In Ecoutebœuf, Liszt started composing his "Grande Fantaisie de Bravoure sur La Clochette de Paganini" ("Grand Bravura Fantasy on Paganini's La Campanella") on a melody from the rondo finale of Paganini's second violin concerto. The early version of the Clochette-fantasy was not yet completed because Liszt fell ill in Ecoutebœuf.[44] When on November 5, 1834, at a concert of Berlioz, he for the first time played the fantasy, it was a complete fiasco and taken as new proof that Liszt had no talent for composition at all.[45] A shorter piece using the same melody as well as a melody from the finale of Paganini's first concerto was included in the 1838–39 Etudes d'exécution transcendante d'après Paganini ("Studies of Transcendental Execution after Paganini").

In 1833, Liszt began seeing Marie d'Agoult. In addition to this, at the end of April 1834 he made the acquaintance of Felicité de Lamennais. Under the influence of both, Liszt's creative output exploded. Until May 1835 he composed at least half a dozen works for piano and orchestra, a duo-sonata for piano and violin on a Mazurka by Chopin, a duo for two pianos on two of Mendelssohn's "Lieder ohne Worte", and much more. All this found a very abrupt end, after Liszt on June 1, 1835, left Paris, travelling to Basel. Most of the works he had composed from summer 1832 to May 1835 were neither published nor performed. In a "Baccalaureus-letter" to George Sand, published in the Revue et Gazette musicale of February 12, 1837, Liszt vowed to consign them to the fire.

** Prompt **
Transcribe the stretch of the text on Liszt's early compositions from "In 1833, Liszt" through "to the fire.". The records are not needed for anything here.

(Object pointing dataset records)

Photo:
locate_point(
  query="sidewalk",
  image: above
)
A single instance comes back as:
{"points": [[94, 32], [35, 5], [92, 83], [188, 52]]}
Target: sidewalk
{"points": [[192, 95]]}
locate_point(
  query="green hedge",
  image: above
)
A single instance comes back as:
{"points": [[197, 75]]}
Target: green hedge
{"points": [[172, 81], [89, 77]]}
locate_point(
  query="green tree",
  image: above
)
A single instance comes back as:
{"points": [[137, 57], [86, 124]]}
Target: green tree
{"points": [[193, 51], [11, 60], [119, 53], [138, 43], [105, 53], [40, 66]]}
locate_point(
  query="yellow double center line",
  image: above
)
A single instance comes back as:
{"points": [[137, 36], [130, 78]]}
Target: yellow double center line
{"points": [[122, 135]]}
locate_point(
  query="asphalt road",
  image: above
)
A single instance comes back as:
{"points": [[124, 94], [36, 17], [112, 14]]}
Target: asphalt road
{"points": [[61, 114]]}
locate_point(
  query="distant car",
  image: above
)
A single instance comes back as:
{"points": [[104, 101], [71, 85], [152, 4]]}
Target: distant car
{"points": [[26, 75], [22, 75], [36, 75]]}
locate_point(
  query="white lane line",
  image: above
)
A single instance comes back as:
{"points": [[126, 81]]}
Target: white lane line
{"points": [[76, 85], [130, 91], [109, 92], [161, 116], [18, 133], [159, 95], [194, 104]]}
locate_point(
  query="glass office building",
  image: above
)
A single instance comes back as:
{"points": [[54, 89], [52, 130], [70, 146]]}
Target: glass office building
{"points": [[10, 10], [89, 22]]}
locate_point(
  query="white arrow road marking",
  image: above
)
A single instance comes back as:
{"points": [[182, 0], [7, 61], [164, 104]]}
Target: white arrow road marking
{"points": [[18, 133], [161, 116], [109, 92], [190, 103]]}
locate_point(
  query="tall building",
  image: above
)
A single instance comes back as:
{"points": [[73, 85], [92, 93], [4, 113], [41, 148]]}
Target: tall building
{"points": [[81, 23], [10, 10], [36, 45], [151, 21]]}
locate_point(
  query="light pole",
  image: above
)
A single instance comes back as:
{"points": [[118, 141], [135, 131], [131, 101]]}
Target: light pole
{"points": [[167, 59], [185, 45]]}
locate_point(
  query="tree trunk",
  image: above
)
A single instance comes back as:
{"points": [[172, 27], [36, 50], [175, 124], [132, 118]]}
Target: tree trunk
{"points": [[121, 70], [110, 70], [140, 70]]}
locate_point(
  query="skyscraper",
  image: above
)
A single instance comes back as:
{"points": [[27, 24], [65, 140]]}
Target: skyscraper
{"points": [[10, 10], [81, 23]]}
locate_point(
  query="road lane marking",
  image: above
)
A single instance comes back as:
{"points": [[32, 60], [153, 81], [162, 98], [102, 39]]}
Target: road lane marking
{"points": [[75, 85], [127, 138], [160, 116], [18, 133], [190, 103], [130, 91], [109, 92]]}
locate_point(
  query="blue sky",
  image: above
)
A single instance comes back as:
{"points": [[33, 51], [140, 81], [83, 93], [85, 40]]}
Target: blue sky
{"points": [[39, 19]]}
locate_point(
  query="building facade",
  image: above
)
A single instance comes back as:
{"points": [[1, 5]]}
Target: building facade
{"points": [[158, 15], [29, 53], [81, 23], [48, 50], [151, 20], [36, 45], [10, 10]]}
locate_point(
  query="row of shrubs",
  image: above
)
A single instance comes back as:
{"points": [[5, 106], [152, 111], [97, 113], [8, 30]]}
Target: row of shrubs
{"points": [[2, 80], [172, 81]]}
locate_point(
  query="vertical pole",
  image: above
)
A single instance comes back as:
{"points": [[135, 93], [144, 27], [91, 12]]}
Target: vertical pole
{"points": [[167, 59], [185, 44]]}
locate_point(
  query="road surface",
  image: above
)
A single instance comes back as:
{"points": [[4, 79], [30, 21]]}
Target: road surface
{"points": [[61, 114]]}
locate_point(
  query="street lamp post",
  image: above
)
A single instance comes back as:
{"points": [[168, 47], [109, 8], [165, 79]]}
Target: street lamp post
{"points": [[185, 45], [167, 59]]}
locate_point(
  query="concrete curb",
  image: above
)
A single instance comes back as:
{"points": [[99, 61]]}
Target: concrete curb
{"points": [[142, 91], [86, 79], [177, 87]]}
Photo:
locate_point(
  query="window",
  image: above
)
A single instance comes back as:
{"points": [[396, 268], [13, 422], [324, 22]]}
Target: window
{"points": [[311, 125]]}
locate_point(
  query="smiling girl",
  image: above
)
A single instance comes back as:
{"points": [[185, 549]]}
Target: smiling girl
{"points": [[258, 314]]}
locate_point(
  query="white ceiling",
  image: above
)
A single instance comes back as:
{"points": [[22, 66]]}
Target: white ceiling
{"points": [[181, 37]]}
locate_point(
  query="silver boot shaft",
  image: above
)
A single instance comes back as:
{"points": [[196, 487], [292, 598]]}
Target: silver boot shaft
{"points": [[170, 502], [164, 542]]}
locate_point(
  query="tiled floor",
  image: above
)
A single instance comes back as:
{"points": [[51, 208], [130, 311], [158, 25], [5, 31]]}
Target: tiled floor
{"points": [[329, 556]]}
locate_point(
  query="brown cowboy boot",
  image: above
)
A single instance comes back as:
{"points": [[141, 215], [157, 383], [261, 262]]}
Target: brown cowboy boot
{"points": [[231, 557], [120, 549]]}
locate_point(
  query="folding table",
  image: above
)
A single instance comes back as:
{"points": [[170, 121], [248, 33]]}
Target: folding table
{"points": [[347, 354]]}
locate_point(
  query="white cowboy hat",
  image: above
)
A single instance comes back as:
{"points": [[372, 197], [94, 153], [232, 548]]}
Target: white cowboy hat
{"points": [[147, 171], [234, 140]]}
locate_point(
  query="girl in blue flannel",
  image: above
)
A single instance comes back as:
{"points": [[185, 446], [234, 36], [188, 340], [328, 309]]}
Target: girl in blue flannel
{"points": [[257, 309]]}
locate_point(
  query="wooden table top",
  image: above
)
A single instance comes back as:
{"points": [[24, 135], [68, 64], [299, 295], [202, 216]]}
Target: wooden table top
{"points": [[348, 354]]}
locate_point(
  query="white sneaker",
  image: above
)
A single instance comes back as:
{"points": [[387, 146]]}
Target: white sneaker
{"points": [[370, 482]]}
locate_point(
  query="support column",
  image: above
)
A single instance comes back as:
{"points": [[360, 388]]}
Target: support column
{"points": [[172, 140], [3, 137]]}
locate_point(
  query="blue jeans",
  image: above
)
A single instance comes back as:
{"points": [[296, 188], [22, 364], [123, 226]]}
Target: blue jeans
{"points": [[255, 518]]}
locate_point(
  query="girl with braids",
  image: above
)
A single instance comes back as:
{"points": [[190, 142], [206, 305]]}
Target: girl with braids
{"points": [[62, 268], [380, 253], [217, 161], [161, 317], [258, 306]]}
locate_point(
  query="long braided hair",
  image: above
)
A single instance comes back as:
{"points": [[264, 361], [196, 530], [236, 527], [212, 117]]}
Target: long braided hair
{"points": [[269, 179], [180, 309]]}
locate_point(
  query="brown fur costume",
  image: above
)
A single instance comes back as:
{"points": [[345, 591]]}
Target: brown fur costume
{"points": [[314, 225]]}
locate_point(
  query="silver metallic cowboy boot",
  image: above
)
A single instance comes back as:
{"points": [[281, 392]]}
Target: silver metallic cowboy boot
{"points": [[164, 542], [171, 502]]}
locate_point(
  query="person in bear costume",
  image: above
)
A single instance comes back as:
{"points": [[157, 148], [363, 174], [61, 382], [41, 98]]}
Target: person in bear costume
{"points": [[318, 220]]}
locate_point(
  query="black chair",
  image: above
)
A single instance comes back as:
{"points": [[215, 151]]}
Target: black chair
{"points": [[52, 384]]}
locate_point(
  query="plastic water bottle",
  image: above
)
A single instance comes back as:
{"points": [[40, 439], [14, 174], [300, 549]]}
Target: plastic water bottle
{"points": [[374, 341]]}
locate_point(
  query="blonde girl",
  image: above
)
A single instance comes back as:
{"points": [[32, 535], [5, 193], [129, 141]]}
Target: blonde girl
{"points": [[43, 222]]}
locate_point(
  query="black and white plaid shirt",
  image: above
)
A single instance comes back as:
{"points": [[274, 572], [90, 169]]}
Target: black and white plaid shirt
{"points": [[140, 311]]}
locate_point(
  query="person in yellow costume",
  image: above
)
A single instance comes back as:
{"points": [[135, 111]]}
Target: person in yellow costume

** Response **
In 1833, Liszt began seeing Marie d'Agoult. In addition to this, at the end of April 1834 he made the acquaintance of Felicité de Lamennais. Under the influence of both, Liszt's creative output exploded. Until May 1835 he composed at least half a dozen works for piano and orchestra, a duo-sonata for piano and violin on a Mazurka by Chopin, a duo for two pianos on two of Mendelssohn's "Lieder ohne Worte", and much more. All this found a very abrupt end, after Liszt on June 1, 1835, left Paris, travelling to Basel. Most of the works he had composed from summer 1832 to May 1835 were neither published nor performed. In a "Baccalaureus-letter" to George Sand, published in the Revue et Gazette musicale of February 12, 1837, Liszt vowed to consign them to the fire.